> **INSTRUÇÕES DO EXERCÍCIO**
1. No trecho sobre as delegadas de Passo Fundo, quais são os nomes das pioneiras na profissão?
2. Atualize as entradas no trecho que vai da linha com "For every instance of the orange" até o fim das entradas, trocando "photo" por "image" e mantendo todo o resto igual. Deixe as imagens fora da resposta.

> **TRECHO FORNECIDO**
==================================================

Leonardo Andreoli/ON
"Belas, singelas, donzelas, sem elas o mundo não vai pra nenhum lugar." A música já foi tema de novela e pode ilustrar uma nova situação da Polícia Civil de Passo Fundo. Com a chegada de duas novas delegadas ao município, elas já representam um terço dos policiais que ocupam a função em Passo Fundo. Sem cigarro na mão, bigode ou cara de mau, elas acreditam que o pulso firme e a capacidade de tomar decisões são os itens essenciais que formam um delegado - homem ou mulher. As características também servem para manter a ordem e garantir o cumprimento das leis. No dia a dia do trabalho, as pioneiras na profissão (Daniela e Claudia) são comumente citadas pelas recém-chegadas como exemplos a ser seguidos.

==================================================

> **MATERIAL DA TAREFA**
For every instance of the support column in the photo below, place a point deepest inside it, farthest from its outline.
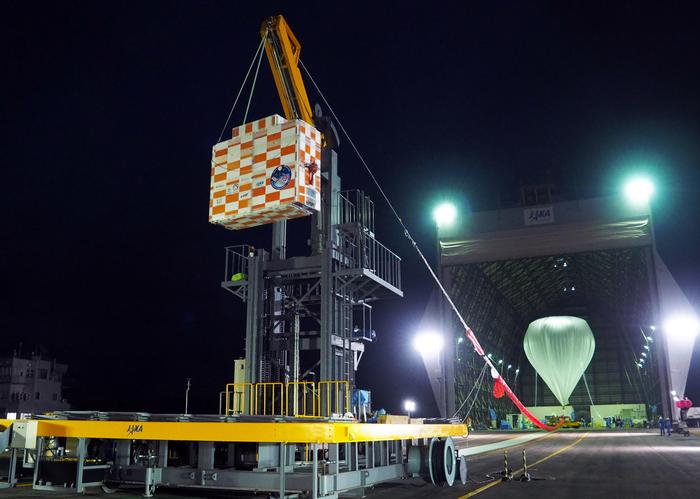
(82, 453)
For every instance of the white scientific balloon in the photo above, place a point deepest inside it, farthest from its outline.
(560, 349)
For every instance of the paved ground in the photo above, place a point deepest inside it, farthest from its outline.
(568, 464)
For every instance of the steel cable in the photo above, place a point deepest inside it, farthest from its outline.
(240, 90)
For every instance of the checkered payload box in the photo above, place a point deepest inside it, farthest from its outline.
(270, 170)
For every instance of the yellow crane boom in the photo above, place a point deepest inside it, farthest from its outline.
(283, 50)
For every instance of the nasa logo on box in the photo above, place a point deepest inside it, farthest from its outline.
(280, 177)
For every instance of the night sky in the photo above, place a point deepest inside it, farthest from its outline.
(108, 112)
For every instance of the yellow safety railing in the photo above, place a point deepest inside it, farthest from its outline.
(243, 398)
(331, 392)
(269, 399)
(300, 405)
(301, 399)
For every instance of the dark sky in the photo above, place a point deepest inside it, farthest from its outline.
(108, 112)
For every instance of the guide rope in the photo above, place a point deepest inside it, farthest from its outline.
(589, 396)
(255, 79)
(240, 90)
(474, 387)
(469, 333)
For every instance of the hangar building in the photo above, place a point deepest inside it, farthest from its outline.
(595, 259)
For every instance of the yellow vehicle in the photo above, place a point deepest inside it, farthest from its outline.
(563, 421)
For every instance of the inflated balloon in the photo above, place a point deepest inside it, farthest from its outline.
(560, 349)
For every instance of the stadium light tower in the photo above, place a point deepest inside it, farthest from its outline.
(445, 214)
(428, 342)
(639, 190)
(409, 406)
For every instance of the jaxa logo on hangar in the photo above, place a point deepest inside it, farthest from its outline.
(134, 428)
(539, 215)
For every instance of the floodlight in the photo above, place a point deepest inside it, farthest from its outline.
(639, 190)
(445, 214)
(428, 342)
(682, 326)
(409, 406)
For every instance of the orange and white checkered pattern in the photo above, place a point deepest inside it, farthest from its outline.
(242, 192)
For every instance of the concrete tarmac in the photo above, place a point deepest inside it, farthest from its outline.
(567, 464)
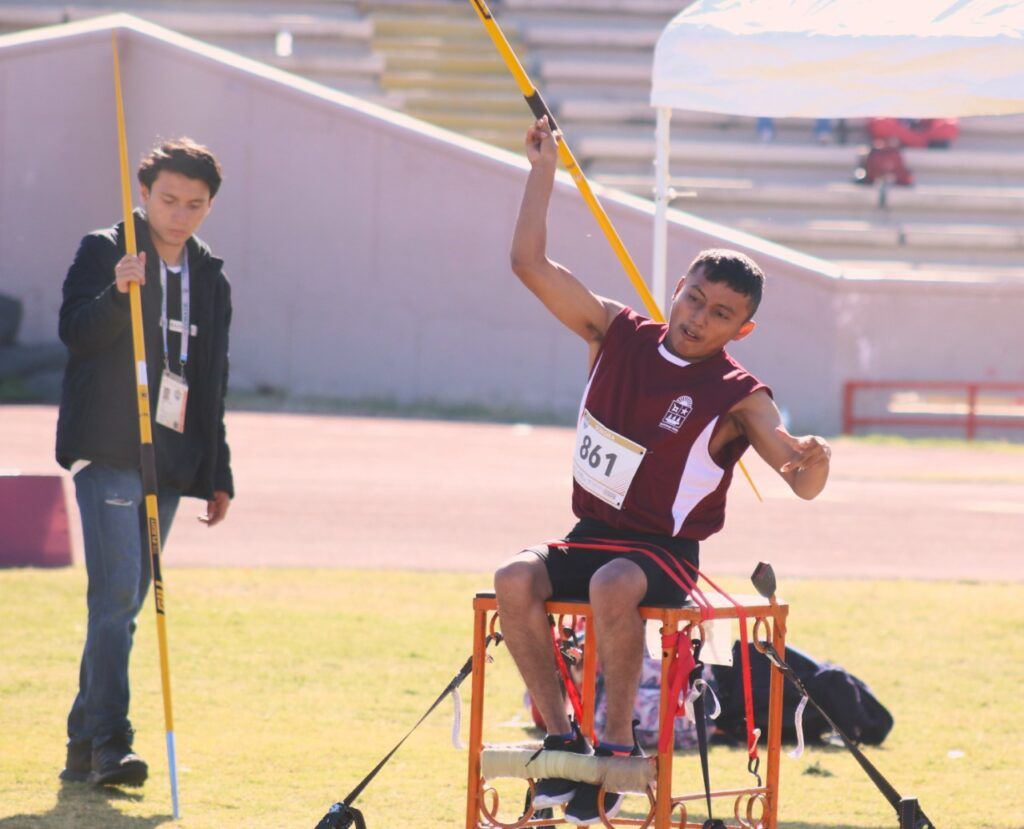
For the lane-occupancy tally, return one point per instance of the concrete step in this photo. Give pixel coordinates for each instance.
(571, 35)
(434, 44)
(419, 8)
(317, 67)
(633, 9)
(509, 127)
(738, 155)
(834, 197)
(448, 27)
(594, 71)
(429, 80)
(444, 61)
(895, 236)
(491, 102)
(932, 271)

==================================================

> **SOLUÇÕES A SEGUIR**
1. Daniela e Claudia.

2.
For every instance of the orange and white checkered pattern in the image above, place a point deepest inside it, farthest from its outline.
(242, 192)
For every instance of the concrete tarmac in the image above, place a point deepest inside it, farthest from its outline.
(567, 464)
For the lane-occupancy tally, return one point per instance of the concrete step in this image. Give pixel coordinates for each instance.
(571, 35)
(434, 44)
(419, 8)
(317, 67)
(633, 9)
(509, 127)
(738, 155)
(834, 197)
(448, 27)
(594, 71)
(429, 80)
(444, 61)
(895, 236)
(491, 102)
(932, 271)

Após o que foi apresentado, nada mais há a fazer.